- _Supplied data_
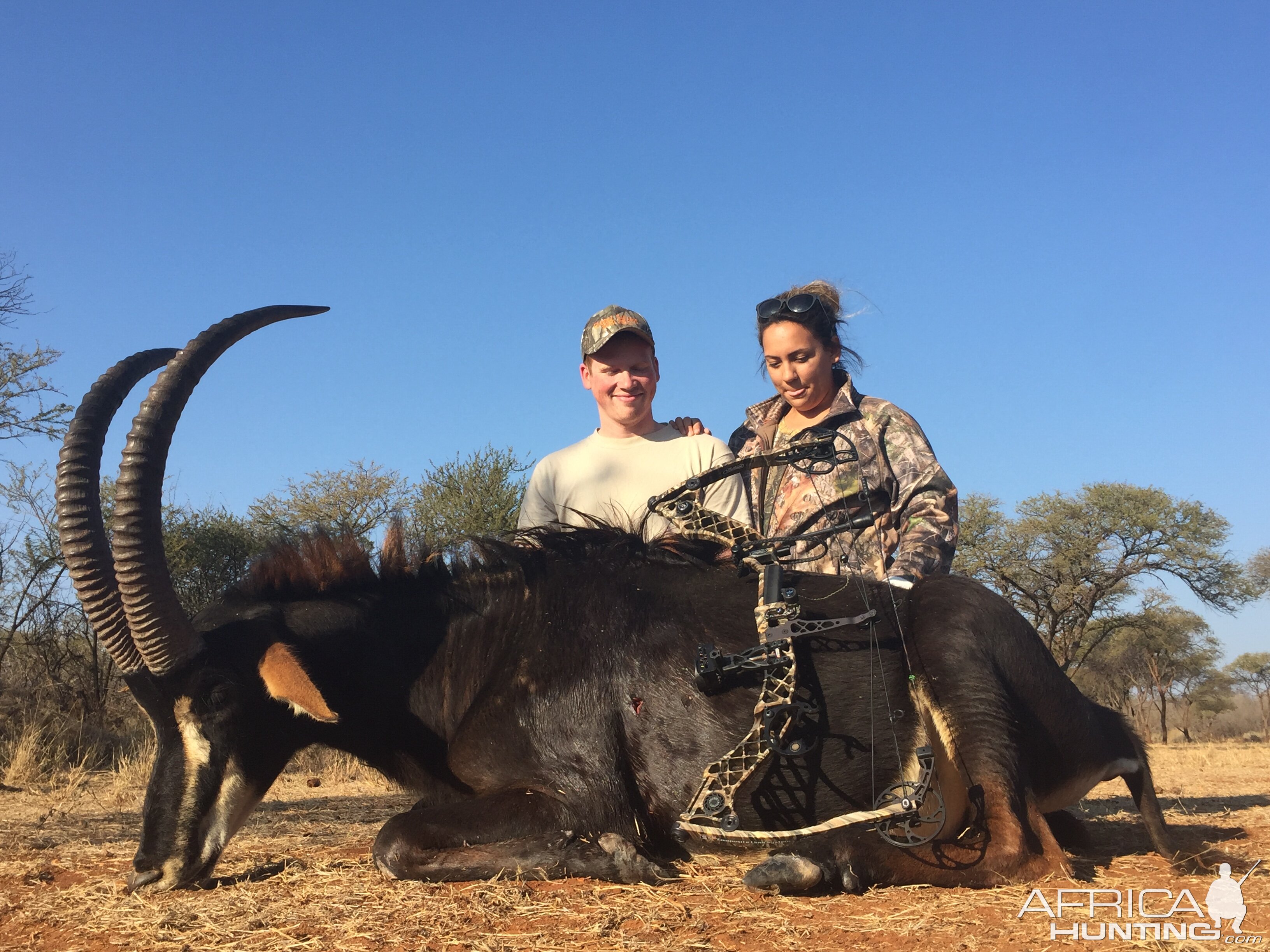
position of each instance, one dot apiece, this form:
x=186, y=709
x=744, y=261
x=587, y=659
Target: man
x=611, y=474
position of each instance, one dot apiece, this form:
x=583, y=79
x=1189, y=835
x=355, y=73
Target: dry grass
x=299, y=878
x=25, y=758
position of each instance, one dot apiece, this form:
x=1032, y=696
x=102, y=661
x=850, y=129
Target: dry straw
x=299, y=878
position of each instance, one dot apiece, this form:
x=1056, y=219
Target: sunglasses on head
x=798, y=304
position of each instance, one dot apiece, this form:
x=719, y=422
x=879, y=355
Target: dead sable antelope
x=542, y=700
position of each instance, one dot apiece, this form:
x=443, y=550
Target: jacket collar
x=773, y=409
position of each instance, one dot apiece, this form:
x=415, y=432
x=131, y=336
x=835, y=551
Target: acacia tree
x=477, y=495
x=27, y=408
x=1259, y=569
x=1071, y=563
x=1251, y=672
x=359, y=500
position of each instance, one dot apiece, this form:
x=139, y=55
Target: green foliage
x=357, y=500
x=209, y=550
x=1070, y=563
x=1259, y=569
x=25, y=410
x=1251, y=672
x=1161, y=654
x=477, y=495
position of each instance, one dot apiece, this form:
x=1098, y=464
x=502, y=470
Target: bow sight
x=909, y=813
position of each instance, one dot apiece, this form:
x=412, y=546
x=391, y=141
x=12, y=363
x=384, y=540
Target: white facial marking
x=234, y=804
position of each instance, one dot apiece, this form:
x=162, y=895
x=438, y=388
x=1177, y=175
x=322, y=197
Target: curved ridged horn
x=160, y=629
x=79, y=504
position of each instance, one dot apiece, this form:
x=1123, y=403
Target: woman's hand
x=690, y=427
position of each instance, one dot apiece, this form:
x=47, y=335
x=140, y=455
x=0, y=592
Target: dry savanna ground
x=299, y=878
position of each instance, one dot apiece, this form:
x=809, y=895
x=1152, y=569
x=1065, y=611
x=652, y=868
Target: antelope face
x=225, y=732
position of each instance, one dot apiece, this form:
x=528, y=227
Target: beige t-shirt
x=612, y=480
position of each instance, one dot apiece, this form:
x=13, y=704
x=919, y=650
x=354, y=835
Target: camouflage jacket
x=898, y=478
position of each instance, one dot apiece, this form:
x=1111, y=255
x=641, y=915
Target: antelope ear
x=286, y=679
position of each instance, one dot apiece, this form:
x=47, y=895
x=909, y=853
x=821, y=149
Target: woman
x=897, y=479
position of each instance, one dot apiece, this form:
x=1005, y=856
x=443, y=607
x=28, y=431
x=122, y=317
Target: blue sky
x=1057, y=217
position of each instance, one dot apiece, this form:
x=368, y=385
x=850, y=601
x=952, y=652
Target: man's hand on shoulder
x=690, y=427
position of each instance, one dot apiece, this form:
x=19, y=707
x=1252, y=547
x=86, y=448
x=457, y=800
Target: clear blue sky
x=1060, y=215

- _Goal of the exercise_
Type out exactly the span of lines from the one with "Target: blue sky" to the end of the material above, counting both end lines, and nothing else.

- _Written solution_
Target: blue sky
x=1057, y=217
position of each instance, one dot apiece, this form:
x=368, y=385
x=850, y=601
x=952, y=652
Target: man's hand on shoulder
x=690, y=427
position of each instance, one dot apiece, this form:
x=19, y=707
x=1252, y=547
x=86, y=448
x=457, y=800
Target: clear blue sky
x=1060, y=215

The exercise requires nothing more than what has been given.